• What this task involves: Rewrite each line of the rows below as a JSON list of strings, with one string per line and blank lines omitted.

• Record excerpts:
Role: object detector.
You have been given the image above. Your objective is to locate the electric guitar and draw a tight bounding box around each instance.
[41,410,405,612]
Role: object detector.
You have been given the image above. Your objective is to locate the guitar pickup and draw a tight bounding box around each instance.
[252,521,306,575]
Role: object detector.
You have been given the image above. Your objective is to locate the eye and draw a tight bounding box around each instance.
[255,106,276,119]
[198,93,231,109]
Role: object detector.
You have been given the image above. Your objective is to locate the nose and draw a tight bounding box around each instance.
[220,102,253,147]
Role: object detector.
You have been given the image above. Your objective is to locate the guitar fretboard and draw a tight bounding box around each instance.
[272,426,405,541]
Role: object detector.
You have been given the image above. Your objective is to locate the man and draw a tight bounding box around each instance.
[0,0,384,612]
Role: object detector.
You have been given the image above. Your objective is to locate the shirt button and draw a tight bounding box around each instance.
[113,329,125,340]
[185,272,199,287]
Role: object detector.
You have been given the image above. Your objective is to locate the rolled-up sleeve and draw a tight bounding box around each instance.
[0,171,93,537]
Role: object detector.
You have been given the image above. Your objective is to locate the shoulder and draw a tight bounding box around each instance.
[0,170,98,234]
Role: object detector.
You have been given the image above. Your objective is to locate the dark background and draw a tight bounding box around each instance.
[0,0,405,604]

• Complete answer:
[
  "Role: object detector.",
  "You have been given the image above. Your objective is to locate the electric guitar and draw a tight bounding box around each instance.",
  "[41,410,405,612]",
  "Role: object detector.",
  "You have been given the image above. Your objective is to locate the guitar pickup and draw a tight bounding box around each instance.",
  "[252,521,306,575]",
  "Role: object detector.",
  "You have been given the image above. Your objective is to locate the eye and draw a tight bounding box around each instance.",
  "[255,106,276,119]",
  "[198,93,231,109]",
  "Role: object detector.",
  "You have been given the image above. Your objective is to locate the nose and draw a tight bounding box around each instance.",
  "[220,102,253,147]",
  "Role: object detector.",
  "You have been given the image above. Your objective is to locate the guitar fretboard and draw a tight bounding box around each instance.",
  "[272,426,405,541]",
  "Role: object detector.",
  "You have been given the image above. Your objective is to locate the man and draw a tight bounding box around each instance.",
  "[0,0,384,612]",
  "Role: object detector.",
  "You have been given the image above. Your objective is to locate the shirt button and draw a tight bounding box around each instance.",
  "[113,329,125,340]",
  "[185,272,199,287]",
  "Role: object detector.",
  "You have been given the image above. Your objective is to locate the rolled-up sleeve and draw a tight bounding box around each instance.",
  "[0,171,93,537]",
  "Role: object detector.",
  "You have been given the image above. Your objective is to locate the shoulder and draw a tight bounding box around each instance.",
  "[0,170,98,234]",
  "Role: object detector.",
  "You have been given the image above. Your objective is to locate the dark background and draw a tight bounding box around each instance.",
  "[0,0,405,604]"
]